**Objective:** Rewrite the items below so that "Reviewer note" becomes "Annotator note" wherever it occurs. Leave everything else unchanged.

Location annotation dataset excerpts:

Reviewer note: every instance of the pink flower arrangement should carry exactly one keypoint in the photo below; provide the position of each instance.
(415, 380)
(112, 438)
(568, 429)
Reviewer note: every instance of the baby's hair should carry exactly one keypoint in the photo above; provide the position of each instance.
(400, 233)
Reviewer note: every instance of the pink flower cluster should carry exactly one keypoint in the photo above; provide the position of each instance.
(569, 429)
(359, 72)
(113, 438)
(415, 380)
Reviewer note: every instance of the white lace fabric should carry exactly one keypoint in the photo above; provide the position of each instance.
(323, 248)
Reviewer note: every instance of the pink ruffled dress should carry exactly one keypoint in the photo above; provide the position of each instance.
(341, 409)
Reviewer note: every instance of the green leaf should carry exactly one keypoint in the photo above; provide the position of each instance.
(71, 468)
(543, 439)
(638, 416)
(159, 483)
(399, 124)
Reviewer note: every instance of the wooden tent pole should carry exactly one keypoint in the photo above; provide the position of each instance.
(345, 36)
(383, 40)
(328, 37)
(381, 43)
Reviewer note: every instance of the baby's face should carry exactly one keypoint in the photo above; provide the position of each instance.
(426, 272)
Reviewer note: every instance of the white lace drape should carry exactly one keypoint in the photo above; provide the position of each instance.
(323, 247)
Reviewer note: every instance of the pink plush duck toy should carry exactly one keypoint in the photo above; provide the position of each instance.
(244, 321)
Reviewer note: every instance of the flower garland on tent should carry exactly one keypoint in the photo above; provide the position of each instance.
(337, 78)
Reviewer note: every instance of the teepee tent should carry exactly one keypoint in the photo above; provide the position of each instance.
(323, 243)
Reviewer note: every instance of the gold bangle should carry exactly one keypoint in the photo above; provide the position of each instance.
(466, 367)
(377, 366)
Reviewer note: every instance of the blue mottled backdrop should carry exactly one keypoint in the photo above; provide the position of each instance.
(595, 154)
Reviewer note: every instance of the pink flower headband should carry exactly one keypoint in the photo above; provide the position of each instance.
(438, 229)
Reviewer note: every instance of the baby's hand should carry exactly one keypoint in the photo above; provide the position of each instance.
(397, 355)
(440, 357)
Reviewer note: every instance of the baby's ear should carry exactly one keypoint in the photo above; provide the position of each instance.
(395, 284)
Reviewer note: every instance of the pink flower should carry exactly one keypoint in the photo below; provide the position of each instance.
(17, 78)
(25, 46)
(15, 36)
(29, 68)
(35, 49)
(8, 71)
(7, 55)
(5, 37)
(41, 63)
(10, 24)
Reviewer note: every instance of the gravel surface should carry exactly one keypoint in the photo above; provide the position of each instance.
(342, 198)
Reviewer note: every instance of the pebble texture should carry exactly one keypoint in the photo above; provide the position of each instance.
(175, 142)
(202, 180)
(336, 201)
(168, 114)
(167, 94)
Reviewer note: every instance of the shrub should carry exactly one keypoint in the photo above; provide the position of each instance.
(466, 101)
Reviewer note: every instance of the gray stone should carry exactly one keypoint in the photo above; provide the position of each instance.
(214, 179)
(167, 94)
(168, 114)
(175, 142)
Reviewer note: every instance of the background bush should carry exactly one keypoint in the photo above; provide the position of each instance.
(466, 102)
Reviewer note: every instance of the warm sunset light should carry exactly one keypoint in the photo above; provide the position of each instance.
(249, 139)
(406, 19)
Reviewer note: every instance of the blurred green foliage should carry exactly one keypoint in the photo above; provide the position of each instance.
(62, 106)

**Result below:**
Annotator note: every instance of the pink flower arrangement should carry exactly one keypoint in the photo below; provide the position of each instance.
(415, 380)
(112, 438)
(568, 429)
Annotator note: every instance of the baby's hair should carry exactly one keypoint in the photo above; provide the position of each instance.
(400, 233)
Annotator note: every instance of the pink flower cluster should carry exactly one keypoint in the photo above; provide the position of each instance.
(569, 429)
(359, 72)
(113, 438)
(415, 380)
Annotator note: every instance of the white lace fabric should carry exactly one keypoint in the photo above; provide the position of each instance.
(323, 248)
Annotator note: every instance of the pink ruffled dress should carry exactly one keypoint in the photo above; provide the position of each instance.
(341, 409)
Annotator note: every instance of the green leaf should carry exactly one keypoint in the photo above; provide the position of each instance.
(71, 468)
(543, 439)
(638, 416)
(159, 483)
(399, 124)
Annotator note: every instance of the wooden tent pole should carry exactly one keypoint in the photo above; provide the position of each instance.
(345, 36)
(383, 40)
(328, 37)
(381, 43)
Annotator note: every instance of the baby's face should carry exactly one keypoint in the photo above; provide the position of each instance.
(426, 272)
Annotator note: every instance of the white lace drape should carry exactly one keypoint in the photo above; provide the position of each instance.
(323, 247)
Annotator note: every instance of the pink plush duck toy should carry exactly one keypoint in the photo above; provide the position of each instance.
(244, 321)
Annotator note: every instance of the flower garland on tent should carry exactly one keypoint in the photo above; provide the position of each instance.
(337, 78)
Annotator note: every instance of the teepee tent should carry exactly one keypoint in the photo above; provide the position of each instance.
(323, 243)
Annotator note: every instance of the gold bangle should carry exactly one keypoint in the photo above; provide the position of each instance.
(466, 367)
(377, 366)
Annotator note: every instance of the blue mottled backdrop should carry exactly one keypoint in the photo above; provide the position of each instance.
(595, 154)
Annotator note: every instance of the pink flower headband should carry exactly one keypoint in the photo above; provide the position of each instance.
(438, 229)
Annotator note: every instance of the baby's hand should carry exactly one keypoint in the photo above; provide the position of each instance.
(397, 355)
(440, 357)
Annotator note: every instance of the baby's ear should carry exactly one keypoint in the photo above; provide the position of each instance.
(395, 284)
Annotator note: every instance of the pink flower should carry exactly one keypoint in the photo below; provide the position of each instance.
(17, 78)
(25, 46)
(15, 36)
(29, 68)
(35, 49)
(8, 71)
(7, 55)
(5, 37)
(41, 63)
(10, 24)
Annotator note: every instance of the gravel surface should carry exactly one keypoint in the photo above; provide the position of each instance.
(342, 198)
Annotator note: every instance of the pebble texture should carry exactly one keypoint in the photo above; provide the position of each instance.
(175, 142)
(202, 180)
(336, 201)
(168, 114)
(167, 94)
Annotator note: every instance of the shrub should carry exactly one keypoint in the photo above; provide the position of each instance.
(466, 101)
Annotator note: every instance of the gray stone should carry exactly one keypoint in the photo above; provide the position of each instance.
(214, 179)
(167, 94)
(168, 114)
(175, 142)
Annotator note: every instance of the background bush should carry exactly one keypoint in the photo above; provide the position of each instance.
(466, 102)
Annotator note: every instance of the warm sunset light should carry exactly one keypoint in the photo above; provide the position of each instance.
(249, 139)
(406, 19)
Annotator note: every instance of the blurred green foliage should carry exactly one keypoint in the photo above; provide the position of each instance.
(62, 106)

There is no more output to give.